### EXCERPTED PASSAGE:
Nov 28, 2023 Restaurants

Metita , Michael Meredith’s new restaurant in The Grand by SkyCity, is named after his mother, who inspired his love of food from an early age. In honouring his mother, Michael has created a restaurant honouring his Samoan motherland, taking the comforting food of the Pacific and reimagining it through the lens of a prestigious career in some of this country’s best fine dining restaurants. The result is a modern, casual yet refined menu that is uniquely Auckland (which is, after all, the biggest city in the Pacific) and uniquely Michael Meredith. We talked to him about the new restaurant, its emphasis on shared menus and its new long Sunday lunch.

 

Metro: Let’s talk about the Toana’i, your Sunday lunch. How’s it different from a regular lunch service and from what you offer at Metita on a nightly basis?

### SET TASK 1:
For each statement about the Metita passage, say whether it agrees with the text, answering yes or no and quoting the words that decide it: (a) Metita takes its name from Michael Meredith's mother; (b) the restaurant is located in The Grand by SkyCity; (c) the menu is described as formal and traditional.
### SET TASK 2:
Substitute "weekend lunch" for "Sunday lunch" and write out the Metita passage again, starting with "Metro: Let’s talk" and going on through "a nightly basis?".

### LISTED RECORDS:
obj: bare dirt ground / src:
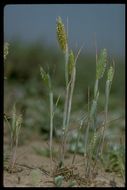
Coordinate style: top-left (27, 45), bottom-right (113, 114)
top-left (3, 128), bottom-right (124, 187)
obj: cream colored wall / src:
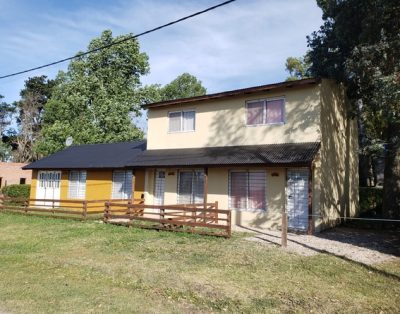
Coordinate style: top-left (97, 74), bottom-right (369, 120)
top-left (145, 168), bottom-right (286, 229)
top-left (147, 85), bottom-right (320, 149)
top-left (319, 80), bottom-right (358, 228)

--

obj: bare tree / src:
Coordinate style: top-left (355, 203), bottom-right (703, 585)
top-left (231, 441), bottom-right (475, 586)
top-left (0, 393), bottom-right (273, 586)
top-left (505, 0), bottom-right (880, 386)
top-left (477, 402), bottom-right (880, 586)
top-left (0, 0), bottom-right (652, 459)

--

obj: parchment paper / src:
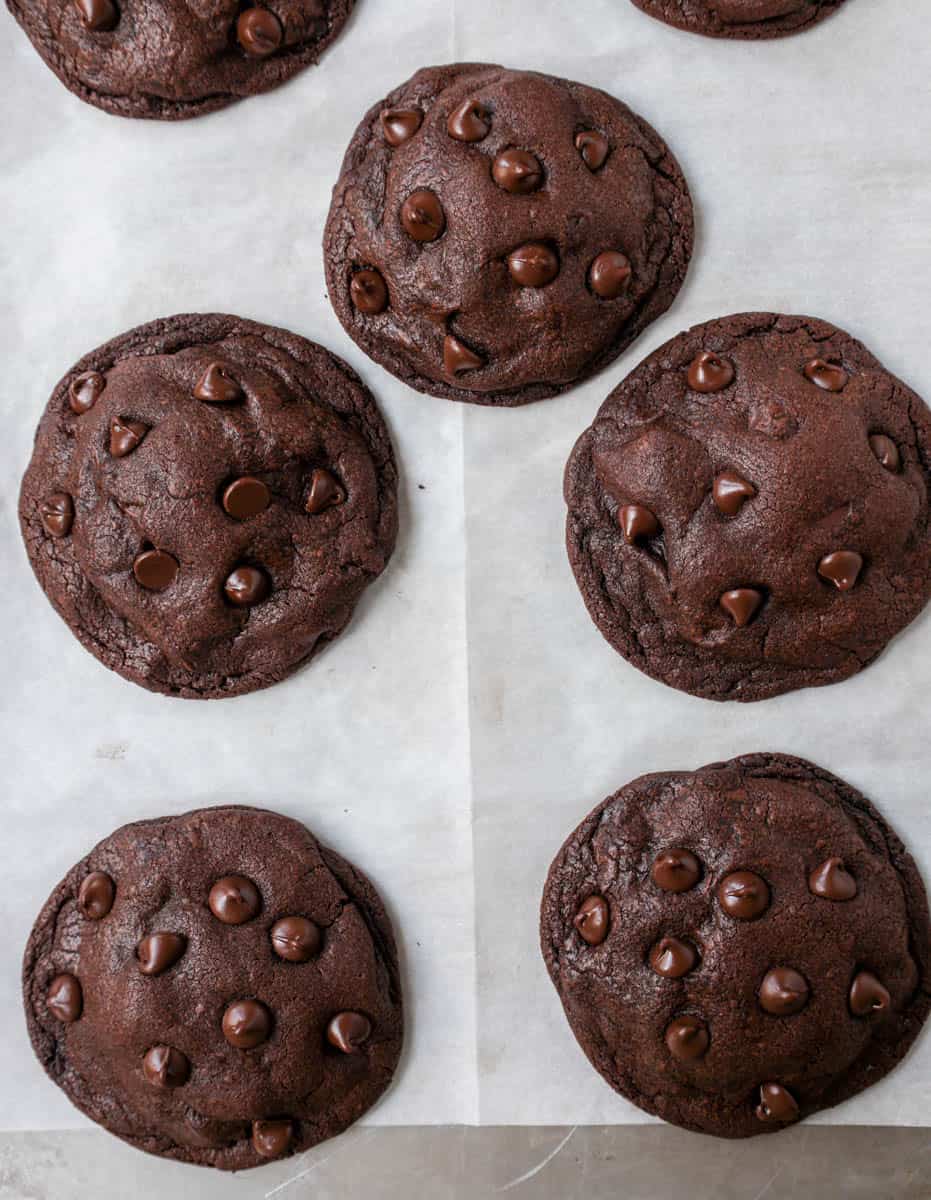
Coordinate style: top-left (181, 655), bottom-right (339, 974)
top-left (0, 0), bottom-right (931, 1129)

### TASK ANSWER 1:
(a) Yes: "is named after his mother"
(b) Yes: "Michael Meredith’s new restaurant in The Grand by SkyCity"
(c) No: "a modern, casual yet refined menu"

### TASK ANSWER 2:
Metro: Let’s talk about the Toana’i, your weekend lunch. How’s it different from a regular lunch service and from what you offer at Metita on a nightly basis?